• _TASK GOAL_
Transcribe each line exactly.

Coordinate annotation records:

···

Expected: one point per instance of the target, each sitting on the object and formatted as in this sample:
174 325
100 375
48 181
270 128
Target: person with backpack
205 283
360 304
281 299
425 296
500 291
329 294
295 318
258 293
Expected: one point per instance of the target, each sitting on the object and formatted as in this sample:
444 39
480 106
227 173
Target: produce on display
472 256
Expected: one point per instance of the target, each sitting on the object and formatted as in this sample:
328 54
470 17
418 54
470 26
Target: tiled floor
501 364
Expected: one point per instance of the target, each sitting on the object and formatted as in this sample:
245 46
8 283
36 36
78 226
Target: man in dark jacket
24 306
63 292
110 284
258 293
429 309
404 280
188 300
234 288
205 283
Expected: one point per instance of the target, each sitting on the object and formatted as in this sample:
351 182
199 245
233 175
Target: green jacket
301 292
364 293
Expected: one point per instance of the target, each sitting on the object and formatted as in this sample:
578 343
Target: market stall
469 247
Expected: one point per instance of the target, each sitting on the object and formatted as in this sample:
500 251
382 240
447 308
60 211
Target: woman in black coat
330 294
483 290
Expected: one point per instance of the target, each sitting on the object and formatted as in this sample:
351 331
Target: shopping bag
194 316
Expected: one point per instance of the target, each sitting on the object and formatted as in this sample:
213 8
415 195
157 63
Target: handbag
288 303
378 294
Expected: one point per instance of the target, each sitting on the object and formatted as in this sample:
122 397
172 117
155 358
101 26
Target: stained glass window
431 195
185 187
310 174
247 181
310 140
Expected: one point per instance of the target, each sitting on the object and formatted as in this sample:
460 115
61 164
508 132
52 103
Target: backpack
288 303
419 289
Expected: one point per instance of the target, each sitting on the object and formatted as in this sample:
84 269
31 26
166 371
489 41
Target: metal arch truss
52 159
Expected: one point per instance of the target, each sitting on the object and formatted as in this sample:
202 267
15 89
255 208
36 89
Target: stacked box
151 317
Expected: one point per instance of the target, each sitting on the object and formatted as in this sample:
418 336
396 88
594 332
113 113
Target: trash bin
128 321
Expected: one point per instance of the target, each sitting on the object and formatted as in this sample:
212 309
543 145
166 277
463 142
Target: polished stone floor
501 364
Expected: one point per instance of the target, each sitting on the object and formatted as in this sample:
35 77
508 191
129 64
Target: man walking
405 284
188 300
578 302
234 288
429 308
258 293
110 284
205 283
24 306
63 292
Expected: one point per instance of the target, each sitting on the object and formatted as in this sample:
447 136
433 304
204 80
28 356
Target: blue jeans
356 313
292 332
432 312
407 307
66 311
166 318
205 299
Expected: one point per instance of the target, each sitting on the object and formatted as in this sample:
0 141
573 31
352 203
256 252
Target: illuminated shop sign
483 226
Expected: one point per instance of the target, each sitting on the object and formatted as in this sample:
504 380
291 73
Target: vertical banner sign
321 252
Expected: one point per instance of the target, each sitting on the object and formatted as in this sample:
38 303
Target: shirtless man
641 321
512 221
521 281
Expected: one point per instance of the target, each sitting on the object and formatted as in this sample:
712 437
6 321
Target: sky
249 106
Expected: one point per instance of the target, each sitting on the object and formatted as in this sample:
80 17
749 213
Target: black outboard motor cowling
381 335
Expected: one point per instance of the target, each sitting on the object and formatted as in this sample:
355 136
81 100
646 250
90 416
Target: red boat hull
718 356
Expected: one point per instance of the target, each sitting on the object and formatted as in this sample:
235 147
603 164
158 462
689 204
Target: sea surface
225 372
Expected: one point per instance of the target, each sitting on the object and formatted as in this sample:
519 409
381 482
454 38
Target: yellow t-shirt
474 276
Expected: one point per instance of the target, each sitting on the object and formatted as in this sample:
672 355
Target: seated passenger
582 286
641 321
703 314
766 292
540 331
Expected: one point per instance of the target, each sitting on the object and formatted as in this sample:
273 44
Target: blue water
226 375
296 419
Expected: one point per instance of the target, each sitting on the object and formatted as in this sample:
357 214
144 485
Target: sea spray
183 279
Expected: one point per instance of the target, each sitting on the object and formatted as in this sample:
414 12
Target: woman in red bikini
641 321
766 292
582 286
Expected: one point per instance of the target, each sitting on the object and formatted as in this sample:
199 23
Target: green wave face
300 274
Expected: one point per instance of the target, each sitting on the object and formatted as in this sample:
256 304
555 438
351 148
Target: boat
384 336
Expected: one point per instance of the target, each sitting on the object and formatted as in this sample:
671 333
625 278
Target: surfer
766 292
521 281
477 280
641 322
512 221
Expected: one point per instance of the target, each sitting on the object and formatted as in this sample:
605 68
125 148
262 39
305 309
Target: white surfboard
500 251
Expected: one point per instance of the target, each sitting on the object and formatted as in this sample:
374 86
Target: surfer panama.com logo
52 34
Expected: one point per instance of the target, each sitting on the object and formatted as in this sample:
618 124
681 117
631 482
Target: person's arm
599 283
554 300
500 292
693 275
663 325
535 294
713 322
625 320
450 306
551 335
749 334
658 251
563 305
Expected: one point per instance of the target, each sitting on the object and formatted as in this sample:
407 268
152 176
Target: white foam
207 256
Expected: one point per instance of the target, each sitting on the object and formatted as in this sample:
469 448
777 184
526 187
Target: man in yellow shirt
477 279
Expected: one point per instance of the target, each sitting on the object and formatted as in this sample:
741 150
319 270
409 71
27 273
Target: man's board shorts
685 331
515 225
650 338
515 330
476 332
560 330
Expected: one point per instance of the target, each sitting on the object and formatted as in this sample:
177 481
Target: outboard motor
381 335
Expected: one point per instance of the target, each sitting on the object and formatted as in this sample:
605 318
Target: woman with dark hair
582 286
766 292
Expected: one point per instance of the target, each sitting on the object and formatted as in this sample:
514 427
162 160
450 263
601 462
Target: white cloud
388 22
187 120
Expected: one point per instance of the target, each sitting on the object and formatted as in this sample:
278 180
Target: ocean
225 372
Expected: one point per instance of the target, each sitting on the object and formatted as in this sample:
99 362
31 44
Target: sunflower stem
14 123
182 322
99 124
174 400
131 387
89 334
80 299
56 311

···

• _RESPONSE TO THIS TASK_
Expected: one point per instance of the target, each sitting on the object and formatted as in this sample:
174 325
100 375
48 181
270 128
Target: person with backpack
205 283
360 304
281 299
425 296
500 291
329 294
295 318
258 293
Expected: one point per instance of the target, each sitting on the object and formatted as in this sample:
444 39
480 106
227 173
Target: produce on display
472 256
Expected: one point per instance of the target, each sitting on the object and formatted as in this sample:
328 54
470 17
418 54
470 26
Target: tiled floor
501 364
Expected: one point per instance of the target, each sitting on the object and formatted as in this sample:
245 46
8 283
36 36
78 226
Target: man in dark jacket
24 306
63 292
110 284
258 293
429 309
404 280
188 300
234 288
205 283
Expected: one point per instance of the target, each sitting on the object and formatted as in this sample:
351 182
199 245
233 175
Target: green jacket
301 292
364 293
Expected: one point per instance of the target, each sitting on the object and formatted as in this sample:
578 343
Target: market stall
469 247
Expected: one point per instance of the target, each sitting on the object and formatted as in this sample:
500 251
382 240
447 308
60 211
Target: woman in black coat
330 294
483 290
Expected: one point per instance of the target, each sitting on the object and formatted as in this sample:
351 331
Target: shopping bag
194 316
Expected: one point per instance of the target, each sitting on the object and formatted as in this sample:
213 8
415 195
157 63
Target: handbag
288 303
378 294
Expected: one point per instance of the target, each sitting on the object and formatted as in this sample:
122 397
172 117
155 358
101 26
Target: stained glass window
431 195
185 187
310 174
247 181
310 140
Expected: one point per instance of the target, each sitting on the object and formatted as in this sample:
460 115
61 164
508 132
52 103
Target: backpack
288 303
419 289
Expected: one point per instance of the target, each sitting on the object and formatted as in this sample:
84 269
31 26
166 371
489 41
Target: metal arch truss
52 159
Expected: one point per instance of the target, each sitting on the object and formatted as in this sample:
202 267
15 89
255 208
36 89
Target: stacked box
151 317
Expected: one point per instance of the target, each sitting on the object and formatted as in this sample:
418 336
396 88
594 332
113 113
Target: trash bin
128 321
Expected: one point per instance of the target, each sitting on the object and formatted as in this sample:
212 309
543 145
166 277
463 142
Target: polished stone floor
501 364
Expected: one point per instance of the target, each sitting on the object and formatted as in this sample:
35 77
508 191
129 64
Target: man walking
405 284
188 300
578 302
234 288
429 308
258 293
110 284
205 283
24 306
63 292
Expected: one point per instance of the target, each sitting on the object and formatted as in this sample:
447 136
433 304
204 80
28 356
Target: blue jeans
356 313
292 332
432 312
407 307
66 311
166 318
205 299
Expected: one point per instance of the target, each sitting on the object and formatted as in this sample:
0 141
573 31
352 203
256 252
Target: illuminated shop sign
483 226
Expected: one point per instance of the target, each sitting on the object and formatted as in this sample:
504 380
291 73
Target: vertical banner sign
321 252
Expected: one point per instance of the target, each sitting on the object and formatted as in this sample:
38 303
Target: shirtless man
641 321
512 221
521 281
Expected: one point per instance of the target, each sitting on the object and formatted as in this sample:
712 437
6 321
Target: sky
249 106
Expected: one point per instance of the target, each sitting on the object and formatted as in this sample:
80 17
749 213
Target: black outboard motor cowling
381 335
Expected: one point per instance of the target, each sitting on the object and formatted as in this sample:
355 136
81 100
646 250
90 416
Target: red boat hull
718 356
Expected: one point per instance of the target, each sitting on the object and formatted as in this sample:
235 147
603 164
158 462
689 204
Target: sea surface
225 372
Expected: one point per instance of the target, each sitting on the object and formatted as in this sample:
519 409
381 482
454 38
Target: yellow t-shirt
474 276
Expected: one point per instance of the target, each sitting on the object and formatted as in this sample:
672 355
Target: seated passenger
582 286
641 321
703 314
766 292
540 331
Expected: one point per instance of the target, each sitting on the object and formatted as in this sample:
273 44
Target: blue water
226 375
296 419
Expected: one point per instance of the target, each sitting on the object and formatted as in this sample:
357 214
144 485
Target: sea spray
183 279
Expected: one point per instance of the target, each sitting on the object and formatted as in this sample:
414 12
Target: woman in red bikini
641 321
766 292
582 286
Expected: one point per instance of the target, each sitting on the object and formatted as in this sample:
199 23
Target: green wave face
300 274
Expected: one point per instance of the target, each sitting on the object and formatted as in this sample:
256 304
555 438
351 148
Target: boat
384 336
Expected: one point per instance of the target, each sitting on the object and formatted as in this sample:
671 333
625 278
Target: surfer
766 292
521 281
477 280
641 322
512 221
Expected: one point per instance of the target, each sitting on the object and formatted as in this sample:
605 68
125 148
262 39
305 309
Target: white surfboard
500 251
Expected: one point per instance of the target, each sitting on the object and formatted as in this sample:
374 86
Target: surfer panama.com logo
52 34
Expected: one point per instance of the target, each sitting on the object and formatted as in this sample:
618 124
681 117
631 482
Target: person's arm
599 283
554 300
500 292
693 275
663 325
535 294
713 322
625 320
450 306
551 335
749 334
658 251
563 305
Expected: one point per instance of the target, each sitting on the object and formatted as in this sample:
407 268
152 176
Target: white foam
207 256
Expected: one point per instance of the target, each sitting on the object and formatted as in this sample:
469 448
777 184
526 187
Target: man in yellow shirt
477 279
Expected: one point per instance of the target, each sitting on the object and formatted as in this sample:
741 150
319 270
409 71
27 273
Target: man's board shorts
685 331
515 225
650 338
515 330
476 332
560 330
Expected: one point per instance of the target, each sitting on the object and formatted as in this sample:
177 481
Target: outboard motor
381 335
Expected: one point per instance of the target, each sitting on the object and formatted as in this sample:
605 318
Target: woman with dark hair
582 286
766 292
Expected: one point per instance of the target, each sitting on the object and formatted as in this sample:
514 427
162 160
450 263
601 462
Target: white cloud
388 22
187 120
Expected: one point per instance of the target, each sitting on the object and formatted as in this sample:
278 180
Target: ocean
225 372
Expected: one point per instance of the target, each sitting on the object and formatted as in this sample:
99 362
31 44
Target: sunflower stem
14 123
182 322
99 124
174 400
131 387
89 334
80 299
56 311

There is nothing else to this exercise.